> **Task item**:
What you return must match the entries exactly, except that the pictures are gone.

> **Source data**:
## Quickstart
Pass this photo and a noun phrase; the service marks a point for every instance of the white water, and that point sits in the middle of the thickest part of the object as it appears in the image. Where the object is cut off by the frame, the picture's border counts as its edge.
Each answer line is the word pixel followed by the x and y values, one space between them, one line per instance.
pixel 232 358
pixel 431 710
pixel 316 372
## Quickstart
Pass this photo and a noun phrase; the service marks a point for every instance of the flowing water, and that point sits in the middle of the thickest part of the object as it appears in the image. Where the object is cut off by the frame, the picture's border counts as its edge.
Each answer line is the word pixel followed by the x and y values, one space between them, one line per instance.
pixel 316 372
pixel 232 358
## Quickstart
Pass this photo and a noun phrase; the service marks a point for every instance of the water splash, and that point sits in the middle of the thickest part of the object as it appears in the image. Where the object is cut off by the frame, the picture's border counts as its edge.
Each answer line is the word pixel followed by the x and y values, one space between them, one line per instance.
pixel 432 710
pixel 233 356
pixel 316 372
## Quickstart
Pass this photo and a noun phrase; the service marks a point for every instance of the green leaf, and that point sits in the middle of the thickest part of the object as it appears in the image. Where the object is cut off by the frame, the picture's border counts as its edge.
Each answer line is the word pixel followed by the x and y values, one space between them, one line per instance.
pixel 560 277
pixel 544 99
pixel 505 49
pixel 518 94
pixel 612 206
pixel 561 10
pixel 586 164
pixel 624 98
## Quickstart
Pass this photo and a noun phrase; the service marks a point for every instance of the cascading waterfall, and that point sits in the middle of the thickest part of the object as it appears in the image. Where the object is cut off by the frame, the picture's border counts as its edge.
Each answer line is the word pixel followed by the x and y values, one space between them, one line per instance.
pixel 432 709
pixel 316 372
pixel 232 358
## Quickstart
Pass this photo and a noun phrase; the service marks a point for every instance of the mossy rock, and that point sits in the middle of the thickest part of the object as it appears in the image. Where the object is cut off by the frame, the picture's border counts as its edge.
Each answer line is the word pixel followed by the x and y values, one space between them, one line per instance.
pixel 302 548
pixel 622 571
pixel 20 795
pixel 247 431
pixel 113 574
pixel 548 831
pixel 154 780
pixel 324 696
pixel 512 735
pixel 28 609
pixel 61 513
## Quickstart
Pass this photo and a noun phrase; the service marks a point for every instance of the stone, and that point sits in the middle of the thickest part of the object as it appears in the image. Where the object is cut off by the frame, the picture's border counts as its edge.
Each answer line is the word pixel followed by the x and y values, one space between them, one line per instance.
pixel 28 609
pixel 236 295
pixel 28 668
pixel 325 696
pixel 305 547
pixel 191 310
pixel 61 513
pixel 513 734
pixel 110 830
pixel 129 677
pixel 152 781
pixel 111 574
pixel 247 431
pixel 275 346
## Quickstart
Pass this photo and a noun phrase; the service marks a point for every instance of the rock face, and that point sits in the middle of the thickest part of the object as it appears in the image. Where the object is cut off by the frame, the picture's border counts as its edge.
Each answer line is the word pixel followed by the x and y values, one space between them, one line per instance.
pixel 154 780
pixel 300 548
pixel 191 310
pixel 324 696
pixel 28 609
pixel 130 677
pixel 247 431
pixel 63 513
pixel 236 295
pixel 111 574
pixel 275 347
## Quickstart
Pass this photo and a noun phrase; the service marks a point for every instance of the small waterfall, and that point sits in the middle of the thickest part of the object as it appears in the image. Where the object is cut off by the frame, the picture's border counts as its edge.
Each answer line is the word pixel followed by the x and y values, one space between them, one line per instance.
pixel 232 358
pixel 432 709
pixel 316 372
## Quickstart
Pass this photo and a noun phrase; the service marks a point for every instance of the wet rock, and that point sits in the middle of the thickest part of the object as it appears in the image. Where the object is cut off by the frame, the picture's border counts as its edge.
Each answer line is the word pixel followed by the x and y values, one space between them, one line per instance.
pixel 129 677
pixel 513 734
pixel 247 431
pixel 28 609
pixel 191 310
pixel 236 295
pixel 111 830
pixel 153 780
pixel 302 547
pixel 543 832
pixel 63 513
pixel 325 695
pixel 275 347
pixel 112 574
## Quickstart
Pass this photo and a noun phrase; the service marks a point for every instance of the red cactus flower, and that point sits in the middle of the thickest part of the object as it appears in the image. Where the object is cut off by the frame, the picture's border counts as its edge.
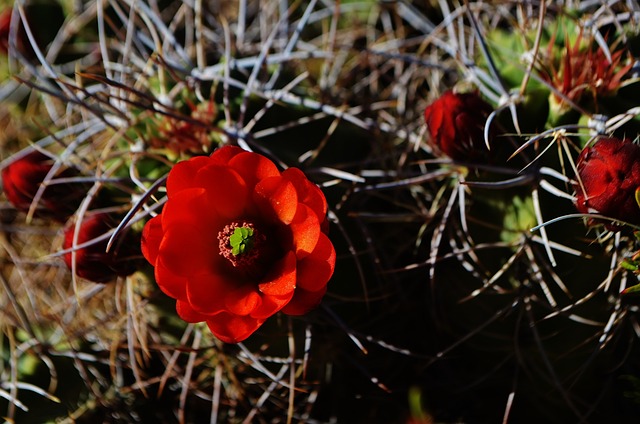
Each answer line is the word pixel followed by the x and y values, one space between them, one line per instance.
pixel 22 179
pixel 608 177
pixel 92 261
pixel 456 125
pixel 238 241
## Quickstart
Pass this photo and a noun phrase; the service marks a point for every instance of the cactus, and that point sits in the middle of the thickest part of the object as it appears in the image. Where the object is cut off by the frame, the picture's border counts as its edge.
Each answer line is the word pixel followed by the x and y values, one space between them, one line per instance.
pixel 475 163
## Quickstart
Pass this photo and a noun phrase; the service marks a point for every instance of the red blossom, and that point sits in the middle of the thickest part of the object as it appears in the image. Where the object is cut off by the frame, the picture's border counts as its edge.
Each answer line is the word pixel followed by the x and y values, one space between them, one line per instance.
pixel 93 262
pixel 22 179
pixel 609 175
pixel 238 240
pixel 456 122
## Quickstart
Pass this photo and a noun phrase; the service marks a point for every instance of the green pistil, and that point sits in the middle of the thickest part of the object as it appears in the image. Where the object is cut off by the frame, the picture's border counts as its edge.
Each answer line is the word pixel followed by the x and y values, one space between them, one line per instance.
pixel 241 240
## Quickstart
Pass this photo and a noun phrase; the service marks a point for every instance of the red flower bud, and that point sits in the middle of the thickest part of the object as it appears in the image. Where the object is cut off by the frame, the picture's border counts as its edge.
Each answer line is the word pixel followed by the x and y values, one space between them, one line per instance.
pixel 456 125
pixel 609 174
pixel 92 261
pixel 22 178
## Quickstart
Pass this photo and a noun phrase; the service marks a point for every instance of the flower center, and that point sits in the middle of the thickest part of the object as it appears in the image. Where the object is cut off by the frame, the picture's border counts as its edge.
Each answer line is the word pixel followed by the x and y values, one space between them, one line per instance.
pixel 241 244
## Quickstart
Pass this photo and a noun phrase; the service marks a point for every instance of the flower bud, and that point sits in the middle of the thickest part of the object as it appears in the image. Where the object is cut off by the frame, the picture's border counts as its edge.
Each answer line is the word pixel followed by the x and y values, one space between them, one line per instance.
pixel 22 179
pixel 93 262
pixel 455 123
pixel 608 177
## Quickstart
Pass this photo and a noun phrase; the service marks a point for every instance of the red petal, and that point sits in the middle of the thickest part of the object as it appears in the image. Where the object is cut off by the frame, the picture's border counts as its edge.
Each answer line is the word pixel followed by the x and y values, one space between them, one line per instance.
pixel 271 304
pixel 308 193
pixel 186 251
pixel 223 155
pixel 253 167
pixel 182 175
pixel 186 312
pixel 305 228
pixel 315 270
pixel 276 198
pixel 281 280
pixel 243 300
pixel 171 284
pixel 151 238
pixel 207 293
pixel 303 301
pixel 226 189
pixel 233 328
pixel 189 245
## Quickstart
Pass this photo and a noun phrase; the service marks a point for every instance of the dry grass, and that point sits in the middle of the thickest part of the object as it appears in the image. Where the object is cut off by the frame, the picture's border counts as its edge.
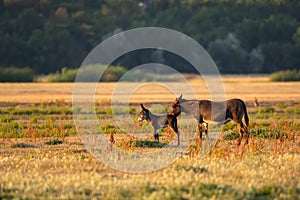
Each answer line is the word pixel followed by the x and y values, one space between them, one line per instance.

> **Result below**:
## Quickstart
Pass this photo and a noun phrase; the service marks a point for every instance of the white water, and that point sits in the middle of the thickest part of the object as it appears in the image. Where the object is cut off by the frame, the picture's border counts as its edge.
Each answer line is the word pixel followed by the x and y values, one space between them, one line per instance.
pixel 232 358
pixel 431 710
pixel 316 372
## Quickstart
Pass this photo and a noun phrase; the service marks a point for every instance of the flowing water, and that point sits in the middle of the thickest part of the object as it appears in the image. Where the object is cut off by the frame, the picture's border counts as its edge.
Each answer line is the word pixel followed by the x and y values, one space between them, one line per instance.
pixel 316 372
pixel 232 358
## Quickstart
Pass this photo and a noun phrase; the service marks a point for every instance of the water splash, and that point sits in the middle of the thickest part of the object as it appears in the image. Where the object is cut off by the frame, the picture's border counts as its edge.
Each answer line is the word pixel followed by the x and y values, one space between them, one line per instance.
pixel 432 710
pixel 233 356
pixel 316 372
## Quickstart
Pass this photo and a noun phrase; the service marks a point for every instance of the green leaf, and that point sits in the middle of the thickest part of the object as it appears in the image. Where the object is cut off by the frame, the picture's border counts as its edge.
Each answer line is the word pixel followed by the x and y values, one space between them, one line per instance.
pixel 560 277
pixel 544 99
pixel 505 49
pixel 518 94
pixel 612 206
pixel 561 10
pixel 586 164
pixel 624 98
## Quickstart
Pass this photo and a noun phrase; the service marks a point for every instance of the cascading waterfall, and that point sits in the middle of the thickest part of the object as it appears in the image. Where the object is cut off by the frame, the picture's border counts as its edge.
Each answer line is the word pixel followed by the x and y values, one space between them, one line per instance.
pixel 432 709
pixel 316 372
pixel 232 358
## Quickstart
Pass this photo and a noun phrase; the service marks a point for every instance of the mossy rock, and that point sits in the middle of the thickest part of the object as it appears in the image. Where the object is cut off by the frame, the picture's border counts as its edge.
Each answer line is the word pixel followed by the x and y values, one space between them, one line per instance.
pixel 302 548
pixel 622 571
pixel 20 795
pixel 247 431
pixel 113 574
pixel 548 831
pixel 154 780
pixel 324 696
pixel 512 735
pixel 28 609
pixel 61 513
## Quickstart
Pass this photo and a noun phrase; the service marks a point for every instance of the stone, and that point sits in the middle of the thickest part of the object as it appears in the image. Where the object is cut off by the frame, the picture's border counts as its edge.
Each answer line is the word pixel followed by the x and y values, one space between them, one line per instance.
pixel 28 609
pixel 236 295
pixel 28 668
pixel 325 696
pixel 305 547
pixel 191 310
pixel 61 513
pixel 513 734
pixel 110 830
pixel 129 677
pixel 152 781
pixel 111 574
pixel 247 431
pixel 275 346
## Quickstart
Pass this photo and a noun phrase; the service marks a point for every instance of the rock face, and that point sits in the middle of the thickest part of the object as it appears in the image. Where the object is cut off by the frame, the picture's border counts as its edge.
Each answer line is the word pixel followed by the x and y values, one space between them, one line per instance.
pixel 154 780
pixel 300 548
pixel 191 310
pixel 324 696
pixel 28 609
pixel 130 677
pixel 247 431
pixel 63 513
pixel 236 295
pixel 111 574
pixel 275 347
## Quickstart
Pass this photo and a noun phrase; the service marks a point for every instance of the small waterfall, and that point sits in the middle of the thickest part of the object as it appears in the image. Where the object is cut off by the frame, the picture's border counts as its edge.
Each answer line is the word pixel followed by the x and y values, one space between them, one line per instance.
pixel 232 358
pixel 432 709
pixel 316 372
## Quickstart
Pass this photo and a noun phrase; the service marks a point for every instance of the wet rock, and that point sits in the middle of the thickest part of the object as it appears in the image. Where the object is cut off by the frame, the picture's border counts as its edge.
Each answer line is the word pixel followed by the x and y values, one space between them, one line per instance.
pixel 129 677
pixel 513 734
pixel 247 431
pixel 28 609
pixel 191 310
pixel 236 295
pixel 111 830
pixel 153 780
pixel 302 547
pixel 543 832
pixel 63 513
pixel 325 695
pixel 275 347
pixel 112 574
## Quickstart
Pass this photo and a noun phrase; the service marks a point for every instance of the red cactus flower, and that point sits in the middle of the thickest part of the object as it appears in the image. Where the object is cut off by the frame, the picture's border counts as its edge.
Each answer line is the word pixel followed by the x and y values, one space between them, one line per instance.
pixel 22 179
pixel 608 177
pixel 92 261
pixel 456 125
pixel 238 241
## Quickstart
Pass this photo and a noun phrase; the service marks a point for every instance of the cactus, and that point sits in the middle of the thickest part of the object as it appears in the image. Where the object is cut off by the frame, the picture's border counts as its edge.
Each answer line is the word pixel followed by the x and y values, one space between them, one line per instance.
pixel 475 163
## Quickstart
Pass this photo and a noun phrase; the service marks a point for every instance of the red blossom, and that point sits in the middle of the thickest part of the object as it appears in the image. Where the object is cut off by the frame, the picture's border counts as its edge.
Each answer line is the word pixel followed by the x and y values, one space between them, one line per instance.
pixel 93 262
pixel 22 179
pixel 609 175
pixel 238 240
pixel 456 122
## Quickstart
Pass this photo and a noun phrase; the service marks a point for every instance of the green pistil, and that point sits in the middle of the thickest part of the object as it appears in the image. Where the object is cut off by the frame, the picture's border counts as its edge.
Each answer line is the word pixel followed by the x and y values, one space between them, one line per instance.
pixel 241 240
## Quickstart
Pass this photo and a noun phrase; the service marks a point for every instance of the red flower bud, and that point sits in the middle of the thickest part of the object as it appears in the image. Where the object is cut off by the frame, the picture's border counts as its edge.
Each answer line is the word pixel followed by the x and y values, one space between them, one line per instance.
pixel 456 125
pixel 609 174
pixel 92 261
pixel 22 178
## Quickstart
Pass this photo and a noun phrase; the service marks a point for every instance of the flower center, and that point sits in the middle of the thickest part of the object as it appears in the image. Where the object is cut off by the frame, the picture's border counts as its edge.
Each answer line is the word pixel followed by the x and y values, one space between them, one line per instance.
pixel 241 244
## Quickstart
Pass this photo and a noun phrase; the service marks a point for every instance of the flower bud, and that point sits in the middle of the thickest part of the object as it appears in the image. Where the object is cut off by the frame, the picture's border counts as its edge.
Each answer line is the word pixel followed by the x and y values, one space between them, one line per instance.
pixel 22 179
pixel 93 262
pixel 455 123
pixel 608 177
## Quickstart
Pass this photo and a noun phrase; the service marks a point for every instance of the red petal, and that point sits in the middle of the thickest part of the object as it appears in the image. Where the object is cut off by the frame, the picture's border counts as its edge.
Each answer line is the word pixel followed by the x and y values, one space between them, one line per instance.
pixel 271 304
pixel 308 193
pixel 186 251
pixel 223 155
pixel 253 167
pixel 182 175
pixel 186 312
pixel 305 228
pixel 315 270
pixel 276 198
pixel 281 280
pixel 243 300
pixel 171 284
pixel 151 238
pixel 207 293
pixel 303 301
pixel 226 189
pixel 233 328
pixel 189 245
## Quickstart
Pass this photo and a noun phrase; the service marks a point for every instance of the dry grass, and that point sits in the middle of the thickest part of the object as it appears in the image. Where the object is cut off by the frame, the picture's border counts as its edge.
Each answer line is the word pixel followed by the x and y values, one space between them, one line per instance.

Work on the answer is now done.